__Text section__.

= = = =

Over 1,000 march in Texas to protest new anti-abortion law

By Janet Post
June 28, 2021
Rally at state Capitol in Austin, Texas, May 29, to protest law that would ban abortion at around six weeks of pregnancy, one of most restrictive in U.S. Marchers vowed to keep fighting.
Madelyn MorneaultRally at state Capitol in Austin, Texas, May 29, to protest law that would ban abortion at around six weeks of pregnancy, one of most restrictive in U.S. Marchers vowed to keep fighting.

Over 1,000 demonstrators marched from the Texas state Capitol in Austin to the Governor’s Mansion May 29 to protest the recently passed “Texas Heartbeat Act” that would ban most abortions in the state after six weeks of pregnancy.

The “heartbeat” bill was signed into law by Gov. Gregory Abbott 10 days earlier. It prohibits abortions after cardiac activity can be detected in the embryo. At that stage many women might not even know they’re pregnant. The only exceptions are for life-threatening medical emergencies.

The Texas law allows any individual to sue doctors, nurses, clinic volunteers or anyone who helps a woman obtain an abortion. This includes getting monetary damages against family members, abortion counselors and anyone who helps the woman raise the funds to cover the procedure. Abortion-rights advocates plan a court challenge.

Over 56,000 abortions were performed in Texas in 2019, most in the first trimester. Amy Hagstrom Miller, head of Whole Women’s Health that runs four clinics in the state, said that  about 90% of women who go to the clinics are more than six weeks into their pregnancy.

= = = =

__Task A__. According to the article on the Texas abortion protest, how many abortions were performed in Texas in 2019?
__Task B__. Extend the article on the Texas abortion protest with new text that begins after its final sentence.

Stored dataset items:

= = = =

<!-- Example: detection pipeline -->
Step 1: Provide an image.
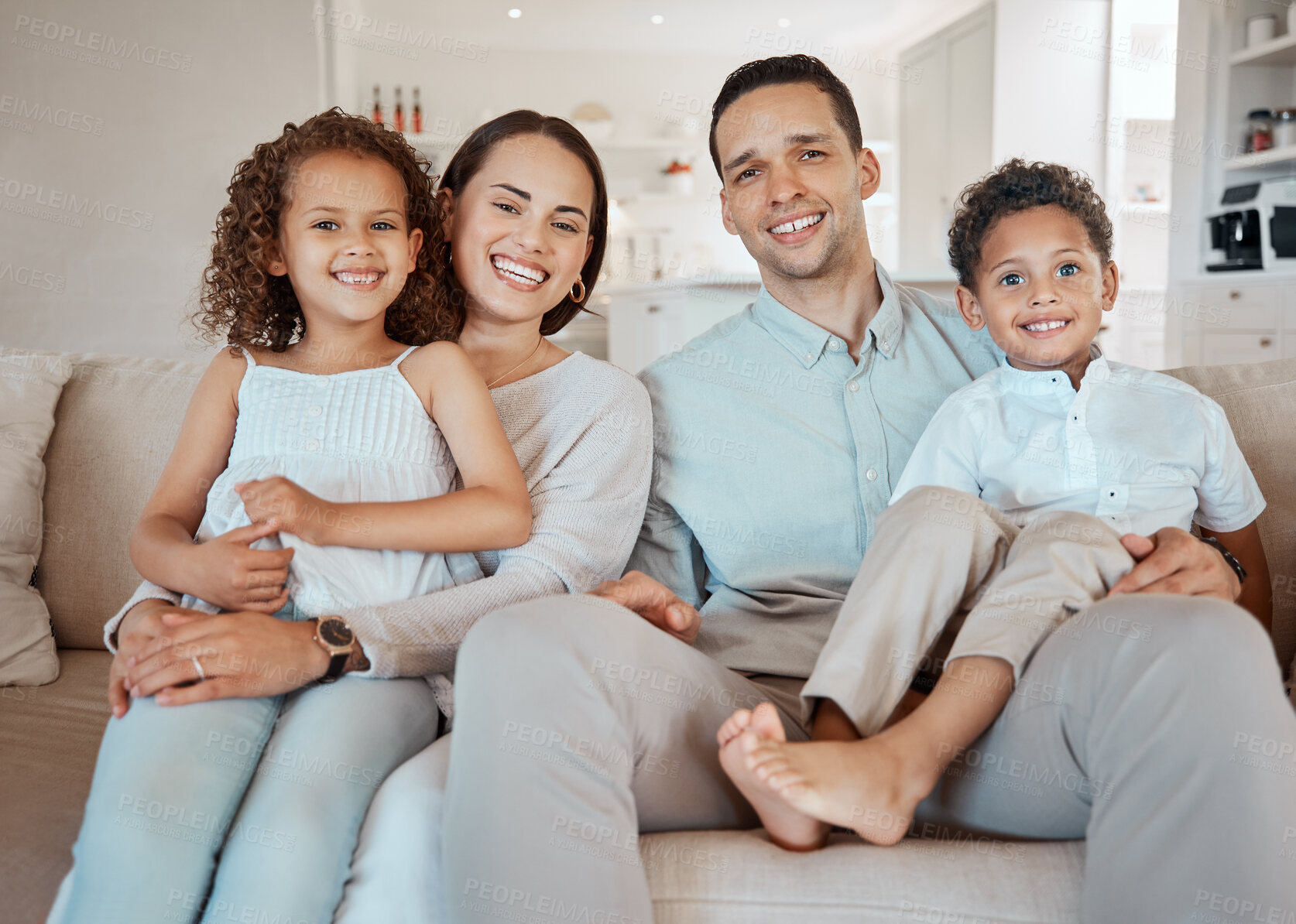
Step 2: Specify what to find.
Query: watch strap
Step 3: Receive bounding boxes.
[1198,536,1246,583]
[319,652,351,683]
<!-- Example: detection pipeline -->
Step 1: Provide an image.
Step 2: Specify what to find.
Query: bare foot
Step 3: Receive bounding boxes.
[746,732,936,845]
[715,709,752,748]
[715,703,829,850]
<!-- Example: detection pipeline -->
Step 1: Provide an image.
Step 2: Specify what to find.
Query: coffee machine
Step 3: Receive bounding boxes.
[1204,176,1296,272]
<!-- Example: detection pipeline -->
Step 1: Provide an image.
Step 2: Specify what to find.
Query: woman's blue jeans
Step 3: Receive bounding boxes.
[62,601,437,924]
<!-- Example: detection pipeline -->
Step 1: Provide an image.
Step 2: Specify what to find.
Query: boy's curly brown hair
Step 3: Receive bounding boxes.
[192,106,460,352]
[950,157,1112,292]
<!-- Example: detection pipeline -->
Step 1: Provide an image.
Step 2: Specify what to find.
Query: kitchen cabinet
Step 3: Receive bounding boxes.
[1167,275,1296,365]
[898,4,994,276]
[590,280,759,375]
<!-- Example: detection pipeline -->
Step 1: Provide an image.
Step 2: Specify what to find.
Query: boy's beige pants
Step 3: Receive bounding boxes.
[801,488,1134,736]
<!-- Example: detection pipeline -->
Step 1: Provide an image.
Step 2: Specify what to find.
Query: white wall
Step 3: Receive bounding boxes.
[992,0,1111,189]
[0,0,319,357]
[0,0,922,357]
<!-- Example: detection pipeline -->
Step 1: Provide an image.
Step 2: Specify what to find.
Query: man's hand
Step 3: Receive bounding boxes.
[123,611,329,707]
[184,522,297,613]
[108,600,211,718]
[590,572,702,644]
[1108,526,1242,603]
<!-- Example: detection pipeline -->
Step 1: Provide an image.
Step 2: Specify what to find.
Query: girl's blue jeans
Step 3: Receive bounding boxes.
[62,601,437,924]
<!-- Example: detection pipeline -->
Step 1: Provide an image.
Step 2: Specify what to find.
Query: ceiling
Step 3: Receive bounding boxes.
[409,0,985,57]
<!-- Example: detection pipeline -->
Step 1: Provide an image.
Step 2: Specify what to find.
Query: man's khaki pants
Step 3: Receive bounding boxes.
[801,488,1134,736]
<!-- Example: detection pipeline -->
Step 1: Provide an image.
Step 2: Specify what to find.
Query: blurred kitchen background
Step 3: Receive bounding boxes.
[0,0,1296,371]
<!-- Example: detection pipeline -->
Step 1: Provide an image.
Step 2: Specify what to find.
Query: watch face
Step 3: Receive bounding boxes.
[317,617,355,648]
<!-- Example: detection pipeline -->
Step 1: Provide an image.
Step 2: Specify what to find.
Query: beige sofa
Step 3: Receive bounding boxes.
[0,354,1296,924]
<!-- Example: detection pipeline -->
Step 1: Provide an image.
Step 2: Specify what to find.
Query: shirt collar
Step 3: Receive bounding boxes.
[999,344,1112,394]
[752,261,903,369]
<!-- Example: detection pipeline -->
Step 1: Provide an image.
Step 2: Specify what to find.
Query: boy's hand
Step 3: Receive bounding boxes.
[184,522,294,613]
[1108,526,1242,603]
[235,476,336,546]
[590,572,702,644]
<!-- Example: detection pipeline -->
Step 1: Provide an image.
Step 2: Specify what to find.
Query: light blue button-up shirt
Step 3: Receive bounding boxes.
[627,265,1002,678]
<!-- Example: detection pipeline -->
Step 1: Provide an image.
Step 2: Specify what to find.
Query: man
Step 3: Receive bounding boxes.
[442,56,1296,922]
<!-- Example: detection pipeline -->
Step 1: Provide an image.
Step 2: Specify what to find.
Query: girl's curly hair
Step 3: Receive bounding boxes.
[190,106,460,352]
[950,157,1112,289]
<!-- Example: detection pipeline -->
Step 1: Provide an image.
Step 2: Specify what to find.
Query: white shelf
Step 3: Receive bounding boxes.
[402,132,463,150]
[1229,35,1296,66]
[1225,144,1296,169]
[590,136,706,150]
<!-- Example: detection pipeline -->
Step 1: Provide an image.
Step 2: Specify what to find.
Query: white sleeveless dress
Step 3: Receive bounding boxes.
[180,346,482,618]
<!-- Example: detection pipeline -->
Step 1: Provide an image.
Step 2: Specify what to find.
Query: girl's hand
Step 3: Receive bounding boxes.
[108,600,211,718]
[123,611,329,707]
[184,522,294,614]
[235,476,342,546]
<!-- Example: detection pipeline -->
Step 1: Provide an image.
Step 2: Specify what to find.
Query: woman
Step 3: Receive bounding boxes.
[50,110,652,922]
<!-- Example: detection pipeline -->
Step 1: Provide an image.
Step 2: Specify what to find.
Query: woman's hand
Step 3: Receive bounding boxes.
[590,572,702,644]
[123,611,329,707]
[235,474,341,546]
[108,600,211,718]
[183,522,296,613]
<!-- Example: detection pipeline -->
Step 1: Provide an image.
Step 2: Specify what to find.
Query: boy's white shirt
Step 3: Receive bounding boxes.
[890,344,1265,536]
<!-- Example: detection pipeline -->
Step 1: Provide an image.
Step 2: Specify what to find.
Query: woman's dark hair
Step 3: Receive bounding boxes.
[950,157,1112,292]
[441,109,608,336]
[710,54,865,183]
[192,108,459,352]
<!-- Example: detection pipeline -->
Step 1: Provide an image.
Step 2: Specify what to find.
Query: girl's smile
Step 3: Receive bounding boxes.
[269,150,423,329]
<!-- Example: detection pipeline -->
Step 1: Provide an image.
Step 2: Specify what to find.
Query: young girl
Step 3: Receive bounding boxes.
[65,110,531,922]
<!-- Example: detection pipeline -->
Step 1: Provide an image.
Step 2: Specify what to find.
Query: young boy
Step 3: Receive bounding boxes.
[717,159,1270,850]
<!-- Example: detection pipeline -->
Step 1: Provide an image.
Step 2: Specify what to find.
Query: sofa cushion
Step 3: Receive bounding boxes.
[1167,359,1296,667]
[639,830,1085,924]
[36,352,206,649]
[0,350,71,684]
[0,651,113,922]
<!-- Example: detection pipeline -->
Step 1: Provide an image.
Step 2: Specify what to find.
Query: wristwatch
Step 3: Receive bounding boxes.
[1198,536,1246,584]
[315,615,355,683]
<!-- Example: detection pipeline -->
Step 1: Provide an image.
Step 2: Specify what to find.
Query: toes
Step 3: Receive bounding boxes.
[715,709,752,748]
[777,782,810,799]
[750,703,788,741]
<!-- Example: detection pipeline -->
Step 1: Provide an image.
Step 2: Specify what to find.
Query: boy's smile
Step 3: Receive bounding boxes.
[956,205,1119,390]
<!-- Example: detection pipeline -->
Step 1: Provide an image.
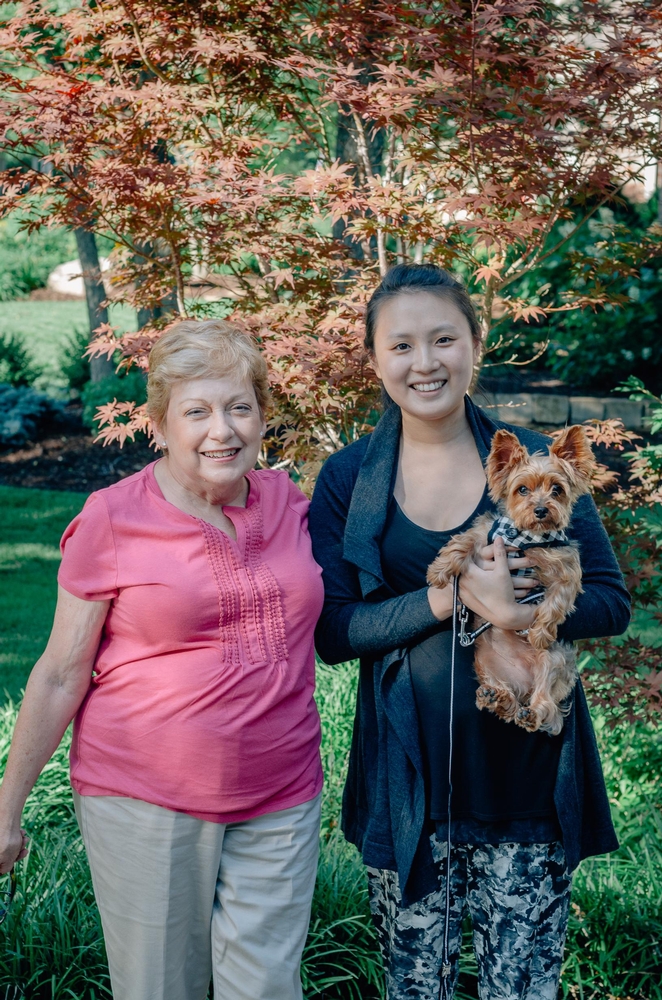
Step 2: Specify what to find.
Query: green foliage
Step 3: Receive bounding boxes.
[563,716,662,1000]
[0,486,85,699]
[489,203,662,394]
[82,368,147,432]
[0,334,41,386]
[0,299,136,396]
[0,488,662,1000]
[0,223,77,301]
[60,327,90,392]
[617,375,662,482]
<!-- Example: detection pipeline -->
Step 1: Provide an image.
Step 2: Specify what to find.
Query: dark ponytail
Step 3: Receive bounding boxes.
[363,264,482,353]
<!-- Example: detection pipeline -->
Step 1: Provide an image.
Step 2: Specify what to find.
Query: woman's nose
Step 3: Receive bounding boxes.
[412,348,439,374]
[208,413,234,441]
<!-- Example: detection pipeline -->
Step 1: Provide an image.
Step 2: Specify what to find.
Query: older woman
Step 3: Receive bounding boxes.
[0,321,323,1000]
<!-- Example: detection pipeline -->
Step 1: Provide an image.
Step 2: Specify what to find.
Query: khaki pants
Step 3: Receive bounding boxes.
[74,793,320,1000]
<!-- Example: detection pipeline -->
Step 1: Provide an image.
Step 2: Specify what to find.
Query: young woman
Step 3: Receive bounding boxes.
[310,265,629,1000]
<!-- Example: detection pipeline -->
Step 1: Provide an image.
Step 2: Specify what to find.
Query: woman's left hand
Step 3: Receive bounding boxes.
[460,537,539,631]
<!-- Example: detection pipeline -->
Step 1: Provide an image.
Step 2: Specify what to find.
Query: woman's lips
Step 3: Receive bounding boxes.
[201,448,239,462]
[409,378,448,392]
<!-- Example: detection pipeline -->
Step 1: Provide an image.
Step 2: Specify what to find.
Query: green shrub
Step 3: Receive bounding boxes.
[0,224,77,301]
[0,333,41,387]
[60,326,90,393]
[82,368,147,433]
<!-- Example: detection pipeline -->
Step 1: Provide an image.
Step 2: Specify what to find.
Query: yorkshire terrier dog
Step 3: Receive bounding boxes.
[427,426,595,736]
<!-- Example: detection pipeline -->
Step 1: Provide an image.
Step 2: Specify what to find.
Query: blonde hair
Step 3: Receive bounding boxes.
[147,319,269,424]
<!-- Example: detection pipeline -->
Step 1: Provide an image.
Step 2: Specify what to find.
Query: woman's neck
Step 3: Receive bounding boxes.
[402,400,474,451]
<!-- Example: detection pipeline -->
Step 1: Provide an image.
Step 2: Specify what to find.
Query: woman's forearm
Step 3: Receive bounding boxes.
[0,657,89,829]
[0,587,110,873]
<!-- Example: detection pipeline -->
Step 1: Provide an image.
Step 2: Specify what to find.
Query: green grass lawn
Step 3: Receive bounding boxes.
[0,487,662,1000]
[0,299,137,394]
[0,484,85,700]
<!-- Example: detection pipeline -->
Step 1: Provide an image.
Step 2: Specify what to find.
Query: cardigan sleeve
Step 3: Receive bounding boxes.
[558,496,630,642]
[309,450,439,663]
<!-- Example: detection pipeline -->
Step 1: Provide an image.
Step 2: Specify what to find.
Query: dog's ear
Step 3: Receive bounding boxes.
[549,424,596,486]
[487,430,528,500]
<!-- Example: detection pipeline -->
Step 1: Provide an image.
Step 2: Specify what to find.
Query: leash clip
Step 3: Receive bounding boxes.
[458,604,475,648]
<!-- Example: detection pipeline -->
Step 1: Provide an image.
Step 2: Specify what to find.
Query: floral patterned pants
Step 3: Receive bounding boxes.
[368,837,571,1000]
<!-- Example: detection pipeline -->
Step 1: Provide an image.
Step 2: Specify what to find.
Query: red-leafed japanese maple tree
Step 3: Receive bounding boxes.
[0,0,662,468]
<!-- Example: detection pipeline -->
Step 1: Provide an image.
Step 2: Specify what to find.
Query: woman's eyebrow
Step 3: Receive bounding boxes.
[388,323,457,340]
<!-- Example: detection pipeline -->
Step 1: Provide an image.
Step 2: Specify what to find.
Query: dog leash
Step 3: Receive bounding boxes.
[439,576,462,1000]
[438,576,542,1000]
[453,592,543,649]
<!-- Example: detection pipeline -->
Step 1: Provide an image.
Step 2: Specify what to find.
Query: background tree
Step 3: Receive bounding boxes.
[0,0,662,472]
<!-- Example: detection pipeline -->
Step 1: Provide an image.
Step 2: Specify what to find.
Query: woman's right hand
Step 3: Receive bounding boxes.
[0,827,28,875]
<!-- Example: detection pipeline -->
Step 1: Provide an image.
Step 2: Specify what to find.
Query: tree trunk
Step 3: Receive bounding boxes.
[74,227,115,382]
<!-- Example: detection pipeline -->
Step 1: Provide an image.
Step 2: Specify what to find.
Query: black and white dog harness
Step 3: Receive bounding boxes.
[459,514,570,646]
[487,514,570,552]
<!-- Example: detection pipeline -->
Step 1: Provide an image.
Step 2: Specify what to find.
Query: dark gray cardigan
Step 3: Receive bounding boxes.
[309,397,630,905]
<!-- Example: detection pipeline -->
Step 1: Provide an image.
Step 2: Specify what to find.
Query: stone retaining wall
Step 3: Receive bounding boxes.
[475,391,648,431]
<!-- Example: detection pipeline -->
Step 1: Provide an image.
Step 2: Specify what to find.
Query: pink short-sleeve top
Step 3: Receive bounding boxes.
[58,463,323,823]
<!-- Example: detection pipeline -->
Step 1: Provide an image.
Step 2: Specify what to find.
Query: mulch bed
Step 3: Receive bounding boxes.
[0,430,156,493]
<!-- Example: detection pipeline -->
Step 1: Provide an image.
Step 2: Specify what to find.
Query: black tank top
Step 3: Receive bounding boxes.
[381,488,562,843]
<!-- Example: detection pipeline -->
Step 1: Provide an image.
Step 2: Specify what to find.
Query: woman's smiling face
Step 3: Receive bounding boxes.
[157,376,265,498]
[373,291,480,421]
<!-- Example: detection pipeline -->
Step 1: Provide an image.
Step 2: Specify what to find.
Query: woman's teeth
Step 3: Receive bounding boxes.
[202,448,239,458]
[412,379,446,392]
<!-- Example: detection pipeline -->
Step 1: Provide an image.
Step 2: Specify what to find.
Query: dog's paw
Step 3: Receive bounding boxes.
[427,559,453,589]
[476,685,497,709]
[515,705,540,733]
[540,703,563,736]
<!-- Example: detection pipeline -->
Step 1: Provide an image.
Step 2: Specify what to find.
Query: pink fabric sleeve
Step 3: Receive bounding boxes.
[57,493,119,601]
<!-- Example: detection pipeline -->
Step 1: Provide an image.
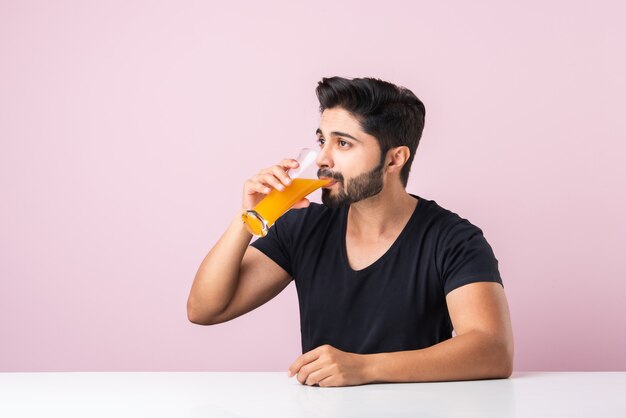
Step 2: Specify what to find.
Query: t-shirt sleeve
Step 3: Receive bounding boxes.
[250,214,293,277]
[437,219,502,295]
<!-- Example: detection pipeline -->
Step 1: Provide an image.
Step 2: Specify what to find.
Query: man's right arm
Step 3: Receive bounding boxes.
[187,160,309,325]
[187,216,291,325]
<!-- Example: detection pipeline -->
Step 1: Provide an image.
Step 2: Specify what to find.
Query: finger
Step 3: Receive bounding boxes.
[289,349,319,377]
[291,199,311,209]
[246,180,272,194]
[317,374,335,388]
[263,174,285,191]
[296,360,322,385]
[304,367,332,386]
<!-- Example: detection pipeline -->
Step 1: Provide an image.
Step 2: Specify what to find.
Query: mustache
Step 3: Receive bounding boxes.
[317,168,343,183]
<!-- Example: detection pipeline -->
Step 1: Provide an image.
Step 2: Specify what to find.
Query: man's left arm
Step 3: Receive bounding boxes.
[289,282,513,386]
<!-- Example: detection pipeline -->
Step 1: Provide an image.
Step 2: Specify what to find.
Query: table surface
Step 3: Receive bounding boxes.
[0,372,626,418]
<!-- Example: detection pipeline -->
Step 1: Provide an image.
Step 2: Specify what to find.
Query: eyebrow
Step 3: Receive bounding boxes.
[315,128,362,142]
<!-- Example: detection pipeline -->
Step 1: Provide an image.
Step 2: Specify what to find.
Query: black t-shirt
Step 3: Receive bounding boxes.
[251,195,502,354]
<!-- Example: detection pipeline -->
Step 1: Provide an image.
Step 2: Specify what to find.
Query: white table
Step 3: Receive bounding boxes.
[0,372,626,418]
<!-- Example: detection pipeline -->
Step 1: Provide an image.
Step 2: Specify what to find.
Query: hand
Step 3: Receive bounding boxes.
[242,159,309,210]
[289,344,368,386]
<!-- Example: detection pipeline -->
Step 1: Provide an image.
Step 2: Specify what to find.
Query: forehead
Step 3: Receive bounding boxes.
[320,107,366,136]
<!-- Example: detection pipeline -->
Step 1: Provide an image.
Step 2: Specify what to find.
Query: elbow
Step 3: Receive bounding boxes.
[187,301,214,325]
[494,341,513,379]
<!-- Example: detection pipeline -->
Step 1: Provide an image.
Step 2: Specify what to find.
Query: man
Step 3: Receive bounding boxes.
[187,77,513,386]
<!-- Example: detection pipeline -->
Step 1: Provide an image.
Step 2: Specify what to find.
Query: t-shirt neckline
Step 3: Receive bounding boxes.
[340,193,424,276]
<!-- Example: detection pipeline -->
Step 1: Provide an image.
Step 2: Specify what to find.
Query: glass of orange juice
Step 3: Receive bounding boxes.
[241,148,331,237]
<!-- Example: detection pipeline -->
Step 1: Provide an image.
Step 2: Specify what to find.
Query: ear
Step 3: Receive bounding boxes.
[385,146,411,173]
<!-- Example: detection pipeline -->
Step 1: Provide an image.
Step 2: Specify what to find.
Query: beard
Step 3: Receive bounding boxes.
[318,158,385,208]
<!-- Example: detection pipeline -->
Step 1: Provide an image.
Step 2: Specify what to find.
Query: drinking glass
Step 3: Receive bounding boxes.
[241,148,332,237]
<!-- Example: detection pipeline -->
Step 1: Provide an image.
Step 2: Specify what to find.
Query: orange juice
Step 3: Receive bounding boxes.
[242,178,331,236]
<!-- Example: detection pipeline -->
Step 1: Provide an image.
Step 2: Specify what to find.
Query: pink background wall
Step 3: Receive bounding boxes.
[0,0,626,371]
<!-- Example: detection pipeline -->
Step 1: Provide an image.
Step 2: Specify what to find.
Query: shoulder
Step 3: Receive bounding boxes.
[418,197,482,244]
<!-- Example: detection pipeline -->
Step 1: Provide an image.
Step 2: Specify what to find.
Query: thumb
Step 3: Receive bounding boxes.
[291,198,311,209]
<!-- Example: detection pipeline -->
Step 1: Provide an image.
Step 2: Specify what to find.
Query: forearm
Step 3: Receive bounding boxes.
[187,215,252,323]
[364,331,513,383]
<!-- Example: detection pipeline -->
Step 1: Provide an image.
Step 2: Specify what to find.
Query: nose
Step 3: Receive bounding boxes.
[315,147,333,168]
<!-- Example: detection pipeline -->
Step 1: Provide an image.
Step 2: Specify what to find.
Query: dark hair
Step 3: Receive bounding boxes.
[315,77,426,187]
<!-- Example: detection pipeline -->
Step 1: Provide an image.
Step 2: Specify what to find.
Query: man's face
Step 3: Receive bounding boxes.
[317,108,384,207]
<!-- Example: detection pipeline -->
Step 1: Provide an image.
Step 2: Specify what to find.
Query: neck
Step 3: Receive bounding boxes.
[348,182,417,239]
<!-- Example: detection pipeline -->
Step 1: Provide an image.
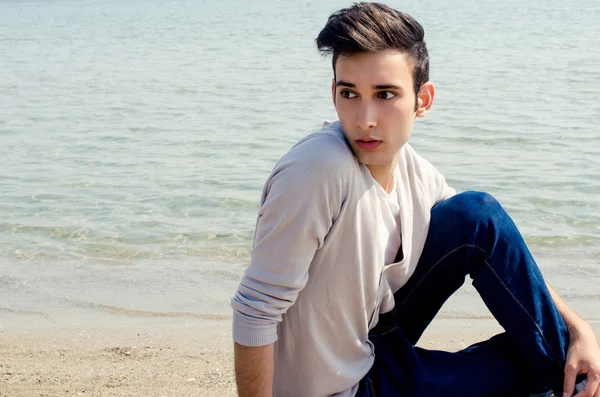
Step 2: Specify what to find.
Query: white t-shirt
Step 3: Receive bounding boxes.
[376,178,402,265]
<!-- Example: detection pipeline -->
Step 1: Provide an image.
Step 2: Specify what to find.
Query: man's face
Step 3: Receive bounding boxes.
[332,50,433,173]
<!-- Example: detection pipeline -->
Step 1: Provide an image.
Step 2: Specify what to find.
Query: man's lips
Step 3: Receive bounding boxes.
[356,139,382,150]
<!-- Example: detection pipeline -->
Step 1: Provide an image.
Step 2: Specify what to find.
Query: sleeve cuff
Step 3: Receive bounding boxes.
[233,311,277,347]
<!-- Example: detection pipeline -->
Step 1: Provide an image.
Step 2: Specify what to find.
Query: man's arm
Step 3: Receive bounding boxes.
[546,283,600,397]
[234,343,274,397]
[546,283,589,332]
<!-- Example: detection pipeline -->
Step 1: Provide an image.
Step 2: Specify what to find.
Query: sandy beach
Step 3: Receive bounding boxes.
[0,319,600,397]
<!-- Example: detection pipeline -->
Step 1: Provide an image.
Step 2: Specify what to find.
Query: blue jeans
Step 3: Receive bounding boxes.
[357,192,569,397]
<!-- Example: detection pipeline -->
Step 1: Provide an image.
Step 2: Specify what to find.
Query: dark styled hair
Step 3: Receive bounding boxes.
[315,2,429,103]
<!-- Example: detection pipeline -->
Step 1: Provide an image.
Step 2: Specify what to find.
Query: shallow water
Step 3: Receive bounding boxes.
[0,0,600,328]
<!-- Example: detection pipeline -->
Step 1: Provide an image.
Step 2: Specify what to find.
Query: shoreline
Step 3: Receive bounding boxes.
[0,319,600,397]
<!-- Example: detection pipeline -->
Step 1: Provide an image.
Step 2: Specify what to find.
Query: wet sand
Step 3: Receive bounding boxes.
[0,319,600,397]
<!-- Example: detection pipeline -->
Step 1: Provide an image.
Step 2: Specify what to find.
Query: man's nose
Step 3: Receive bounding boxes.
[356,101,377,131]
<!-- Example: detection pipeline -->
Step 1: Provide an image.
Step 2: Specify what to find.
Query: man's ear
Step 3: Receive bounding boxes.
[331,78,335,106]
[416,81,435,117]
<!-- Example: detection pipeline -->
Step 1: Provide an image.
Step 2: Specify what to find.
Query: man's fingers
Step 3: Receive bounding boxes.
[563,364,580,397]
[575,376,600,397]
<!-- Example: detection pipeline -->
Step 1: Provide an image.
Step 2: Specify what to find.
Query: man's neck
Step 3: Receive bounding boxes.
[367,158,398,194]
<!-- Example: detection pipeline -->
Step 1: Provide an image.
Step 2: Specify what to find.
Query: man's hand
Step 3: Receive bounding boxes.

= = = =

__Expected output A__. Over 56,000.

__Expected output B__.
The Texas legislature has passed measures restricting women’s right to choose abortion in recent years, including mandatory “counseling” to discourage women from getting the procedure, forced waiting periods, parental consent for minors, and requiring patients to have an ultrasound of the fetus and their doctors to show it to them. With few clinics in Texas outside the major cities, many women have to travel hundreds of miles to see a provider.

Nationally, 58% of women and men favor a woman’s right to abortion.

“We are in this together and we’re going to fight this,” pro-choice demonstrator Renee Kreisner said at the rally. We’re here “to help keep women safe, and make sure abortion is an option.”

In Lubbock, a “sanctuary for the unborn” ordinance outlawing abortions in the city took effect June 1. It empowers family members to sue anyone for damages who helps others with an abortion.

Ken Lambrecht, president of Planned Parenthood of Greater Texas, told the Texas Tribune that its Lubbock clinic remains open for reproductive health services and that the ban “violates patients’ constitutional rights.

“We will continue to stand up for [them] with all of our resources,” he said.

On May 17 the U.S. Supreme Court announced it will review this fall whether state laws that ban previability abortions are unconstitutional. The test case is from Mississippi where the Jackson Women’s Health Organization challenged the “Gestational Age Act” passed in 2018, which bans most abortions after 15 weeks.

“The Socialist Workers Party supports a woman’s right to choose whether and when to have a child, free from state interference,” Alyson Kennedy, SWP Texas campaign chair, told the Militant. “We call for working people to mobilize to defend clinics that offer women family planning, including the right to safe and secure abortions.

“Defending this right is fundamental to a woman’s control of her own life and to winning full social, economic and political equality,” Kennedy said. “This right is key to uniting the working class as broader class battles are on the horizon. Millions more women are unemployed today, forced to choose between responsibility for child care under government lockdowns or going to work.

“We need to build a powerful working-class movement that breaks from the capitalist rulers’ parties and forms our own party, a labor party, to fight for women’s rights and for all those exploited and oppressed by capital.”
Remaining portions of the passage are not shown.